#### [Supplied text]
THE BEST OF 2024
THE MUSIC AND MUSICIANS THAT MATTERED IN THE LAST 12 MONTHS
FEATURING:
✹The 75 Best New Albums and 20 Best Reissues
✹The top music books and films
✹Works of wonder by Nick Cave and Jack White, Neil Young and David Bowie
✹The returns of Beth Gibbons and Oasis
✹Plus: Paul Weller, Jane Weaver, Fontaines D.C. and more on “The Best Thing I’ve Heard All Year!”
✹An annual of sounds and stories to blow the mind and swell the collection
50
LEE ‘SCRATCH’ PERRY & YOUTH
Spaceship To Mars
(CREATION YOUTH) Since his death in 2021, Lee ‘Scratch’ Perry has enjoyed a fertile, if inconsistent, creative afterlife. Two 2024 releases, however, placed the reggae magus’s unreleased incantations in friendly new settings: King Perry, shepherded by producer Danny Boyle; and this cosmic roots confection, worked on since 2017 by Killing Joke bassist Youth. Heady flashbacks to the mid-’70s Black Ark sound proliferated, plus some game if unlikely vocal sparring partners including Boy George.
Standout track:
Chase The Devil
49
JOAN AS POLICE WOMAN
Lemons, Limes And Orchids
(PIAS) “The title makes me think of attraction, passion, playfulness, paying attention, our collective downfall, loss, falling in love and love of humanity. That should cover it,” Joan Wasser told MOJO, comprehensively nailing the emotional breadth and maturity that filled her sixth solo album proper. Plenty of personality from this seasoned session pro (Anohni, Gorillaz et al) too, as she pared back her music to burnished, sometimes torchy, New York soul.

#### [Data shown]

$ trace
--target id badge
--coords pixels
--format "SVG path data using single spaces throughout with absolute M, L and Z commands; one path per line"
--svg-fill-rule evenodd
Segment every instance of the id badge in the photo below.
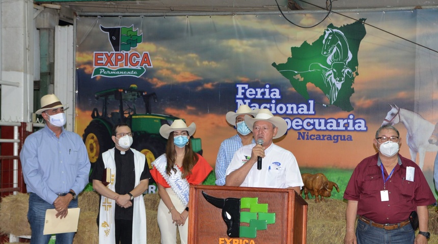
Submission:
M 382 202 L 389 201 L 389 195 L 388 194 L 388 190 L 380 191 L 380 200 Z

#### [What you will do]
A – Answer these questions about the 2024 music roundup, one per line:
(i) How many reissues does the roundup rank?
(ii) Who had worked on Spaceship To Mars since 2017?
(iii) Which solo album proper is Lemons, Limes And Orchids for Joan Wasser?
B – Pick up the 2024 music roundup after its final sentence and continue it in the same style.

#### [Task results]
A –
(i) 20
(ii) Youth, the Killing Joke bassist
(iii) Her sixth

B –
Standout track:
Long For Ruin
48
NICK LOWE
Indoor Safari
(YEP ROC) The inimitable Basher’s first album in 11 years was, as he explained in MOJO 371, an investigation of “the craft of songwriting… It takes an enormous amount of effort to make it sound like you’ve made no effort at all.” Mission accomplished on Indoor Safari, as Nick Lowe and his wrestling-masked accomplices Los Straitjackets made a clutch of new songs, revamps and covers (Garnett Mimms!) resemble lost hits from a golden age of rock’n’roll radio.
Standout track:
Jet Pac Boomerang
47
THE JESUS AND MARY CHAIN
Glasgow Eyes
(FUZZ CLUB)
If the reunion of Creation’s other battling brothers stole most of the headlines in 2024, the simmering entente between Jim and William Reid was the one that delivered the goods: a knockabout, argumentative memoir; and this equally spirited eighth album. Glasgow Eyes was a late JAMC classic of pop-culture snark (“Andrew Oldham’s on the phone”), gnarly self-mythologising (“The dark shit”) and even trace elements of filial affection.
Standout track:
Jamcod
46
THE LAST DINNER PARTY
Prelude To Ecstasy
(ISLAND)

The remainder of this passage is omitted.